═════ DATASET CONTENT ═════

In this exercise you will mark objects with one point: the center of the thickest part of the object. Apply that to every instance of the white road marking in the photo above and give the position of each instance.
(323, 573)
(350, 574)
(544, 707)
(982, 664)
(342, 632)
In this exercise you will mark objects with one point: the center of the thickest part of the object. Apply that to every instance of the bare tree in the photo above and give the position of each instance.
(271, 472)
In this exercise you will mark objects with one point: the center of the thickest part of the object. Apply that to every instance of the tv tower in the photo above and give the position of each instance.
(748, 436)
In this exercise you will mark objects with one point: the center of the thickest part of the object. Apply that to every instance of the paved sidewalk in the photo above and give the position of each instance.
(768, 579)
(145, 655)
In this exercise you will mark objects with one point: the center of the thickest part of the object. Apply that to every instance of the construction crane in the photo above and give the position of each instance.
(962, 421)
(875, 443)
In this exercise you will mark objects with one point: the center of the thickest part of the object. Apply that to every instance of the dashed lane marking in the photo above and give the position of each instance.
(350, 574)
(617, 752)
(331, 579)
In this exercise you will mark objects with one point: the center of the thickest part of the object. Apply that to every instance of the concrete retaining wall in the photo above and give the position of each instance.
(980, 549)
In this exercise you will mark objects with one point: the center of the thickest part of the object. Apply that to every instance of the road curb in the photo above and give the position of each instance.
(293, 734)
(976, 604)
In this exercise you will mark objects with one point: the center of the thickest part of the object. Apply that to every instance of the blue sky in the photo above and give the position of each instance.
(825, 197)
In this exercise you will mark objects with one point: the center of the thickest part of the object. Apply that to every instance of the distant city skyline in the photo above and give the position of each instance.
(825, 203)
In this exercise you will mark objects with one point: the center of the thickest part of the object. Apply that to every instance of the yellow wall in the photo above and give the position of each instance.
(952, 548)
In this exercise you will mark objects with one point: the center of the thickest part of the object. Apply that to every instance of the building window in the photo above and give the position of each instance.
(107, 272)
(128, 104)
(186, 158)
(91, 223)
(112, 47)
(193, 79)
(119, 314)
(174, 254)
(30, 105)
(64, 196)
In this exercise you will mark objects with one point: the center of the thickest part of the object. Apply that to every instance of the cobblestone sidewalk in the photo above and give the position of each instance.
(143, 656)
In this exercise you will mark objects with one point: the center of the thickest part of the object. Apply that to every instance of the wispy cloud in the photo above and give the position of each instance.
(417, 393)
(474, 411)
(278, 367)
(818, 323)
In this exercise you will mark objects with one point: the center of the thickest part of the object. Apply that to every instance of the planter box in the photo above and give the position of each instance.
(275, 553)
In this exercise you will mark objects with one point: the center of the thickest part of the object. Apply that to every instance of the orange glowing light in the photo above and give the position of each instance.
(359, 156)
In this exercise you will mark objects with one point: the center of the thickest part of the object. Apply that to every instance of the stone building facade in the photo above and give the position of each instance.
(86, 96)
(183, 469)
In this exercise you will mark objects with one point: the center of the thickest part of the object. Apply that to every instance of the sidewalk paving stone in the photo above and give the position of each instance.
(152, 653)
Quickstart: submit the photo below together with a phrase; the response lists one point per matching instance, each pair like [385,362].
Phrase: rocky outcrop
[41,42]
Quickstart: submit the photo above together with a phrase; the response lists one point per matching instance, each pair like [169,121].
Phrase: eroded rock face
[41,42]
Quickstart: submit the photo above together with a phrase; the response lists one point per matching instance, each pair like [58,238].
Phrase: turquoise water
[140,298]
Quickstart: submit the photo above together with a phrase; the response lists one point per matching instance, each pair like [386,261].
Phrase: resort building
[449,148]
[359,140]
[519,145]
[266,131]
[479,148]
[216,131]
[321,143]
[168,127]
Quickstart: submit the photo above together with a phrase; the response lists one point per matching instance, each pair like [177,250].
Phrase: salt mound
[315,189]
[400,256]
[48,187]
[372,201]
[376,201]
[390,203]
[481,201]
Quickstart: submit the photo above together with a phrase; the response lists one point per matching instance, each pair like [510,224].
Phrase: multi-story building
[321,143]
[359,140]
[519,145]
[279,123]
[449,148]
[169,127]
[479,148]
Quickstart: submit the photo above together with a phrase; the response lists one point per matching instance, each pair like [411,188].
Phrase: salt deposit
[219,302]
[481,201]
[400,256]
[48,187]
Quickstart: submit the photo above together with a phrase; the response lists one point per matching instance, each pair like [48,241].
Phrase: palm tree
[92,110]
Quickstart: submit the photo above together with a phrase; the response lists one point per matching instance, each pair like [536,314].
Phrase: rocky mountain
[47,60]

═════

## WORK REQUIRED:
Your task is to print all of the records exactly.

## REPLY TO THE TASK:
In this exercise you will mark objects with one point: the center of the thickest part of the object. Apply that to every instance of the white road marking in the photo above and give the position of each instance.
(323, 573)
(350, 574)
(544, 707)
(982, 664)
(342, 632)
In this exercise you will mark objects with one point: the center of the thickest part of the object. Apply that to every instance of the bare tree in the photo above and give the position of each instance.
(271, 472)
In this exercise you will mark objects with one point: the center of the thickest part of the object. Apply that to every instance of the tv tower in the photo above and give the position of each instance.
(748, 436)
In this exercise you will mark objects with one point: the center of the thickest part of the object. Apply that to every instance of the paved sidewalk in the photo above and give the position of each instance.
(768, 579)
(145, 655)
In this exercise you will mark objects with one point: the center of the thickest part of the object. Apply that to every instance of the construction crane in the photo above and give the position of each instance.
(962, 421)
(875, 443)
In this exercise you will mark objects with one point: the center of the thickest part of the object. Apply that to every instance of the dashed lane marking in the photo above and give the position of each instance.
(350, 574)
(617, 752)
(331, 579)
In this exercise you will mark objects with one point: the center of the thickest part of the object. Apply that to every instance of the concrete retaining wall in the photo above and give the position of each instance.
(980, 549)
In this exercise you will mark objects with one point: the center of the thickest part of the object. Apply that to every instance of the road curb in the photo above and give the position of each instance.
(293, 734)
(976, 604)
In this exercise you will mark objects with one point: the center of the thickest part of the object. Apply that to every instance of the blue sky in the photo above and give the position of each instance.
(825, 197)
In this exercise you will mark objects with one point: the center of the thickest part of the object. Apply that to every instance of the distant city skyline in the photo above and give the position of each instance.
(825, 203)
In this exercise you will mark objects with one point: the center of the thickest part of the object. Apply that to every instance of the yellow wall in the photo above and give the position of each instance.
(952, 548)
In this exercise you will mark objects with one point: the center of the thickest part of the object. Apply that to every instance of the building window in the photo above and give the position of each instance.
(107, 272)
(128, 104)
(186, 158)
(91, 223)
(112, 47)
(193, 79)
(119, 314)
(174, 254)
(30, 105)
(64, 196)
In this exercise you will mark objects with one point: the center of the thickest part of the object. Apply that to every instance of the cobblestone sidewalk in the photo above and give the position of each instance.
(143, 656)
In this exercise you will mark objects with one point: the center of the thickest part of the object. Apply that to every instance of the wispy cloud in the photo above and give the position of each instance.
(417, 393)
(474, 411)
(278, 367)
(818, 323)
In this exercise you will mark objects with one point: the center of the thickest part of the object. Apply that to every instance of the planter box in the photo above and give the position of each instance.
(275, 553)
In this exercise you will mark objects with one point: the center of the thickest part of the object. Apply that to every instance of the orange glowing light in the photo above and give the position of each instance.
(359, 156)
In this exercise you will mark objects with one point: the center of the thickest part of the object. Apply that to every instance of the stone building facade in the photo above and give the position of each instance.
(86, 96)
(183, 469)
In this exercise you will mark objects with one point: the center of the thickest part of the object. Apply that to every instance of the sidewalk paving stone in the photo above and give the position of each instance.
(152, 653)
Quickstart: submit the photo below together with a phrase; the response lists one point per matching instance, each pair like [385,362].
Phrase: rocky outcrop
[41,42]
Quickstart: submit the photo above together with a phrase; the response lists one point per matching instance, each pair like [169,121].
Phrase: eroded rock face
[41,42]
Quickstart: submit the photo above together with a phrase; the response lists one point per matching instance, each pair like [58,238].
Phrase: turquoise water
[140,298]
Quickstart: submit the photo above together with a phrase; the response lists one point per matching instance, each pair like [386,261].
Phrase: resort building
[449,148]
[359,140]
[519,145]
[266,131]
[479,148]
[216,131]
[321,143]
[168,127]
Quickstart: submit the photo above together with a phrase; the response lists one point per matching instance, each pair like [177,250].
Phrase: salt mound
[315,189]
[400,256]
[48,187]
[372,201]
[376,201]
[390,203]
[481,201]
Quickstart: submit the photo above together with a phrase; the response lists one point per matching instance, each pair like [510,224].
Phrase: multi-story building
[321,143]
[359,140]
[519,145]
[279,123]
[449,148]
[169,127]
[479,148]
Quickstart: submit the photo above together with a phrase; the response lists one point per matching instance, each pair like [411,188].
Phrase: salt deposit
[219,302]
[481,201]
[400,256]
[48,187]
Quickstart: submit the photo above together with a phrase; the response lists one point per matching instance, each pair like [48,241].
Phrase: palm tree
[92,110]
Quickstart: submit the photo above together with a phrase; the response lists one point per matching instance, each pair like [536,314].
Phrase: rocky mountain
[47,60]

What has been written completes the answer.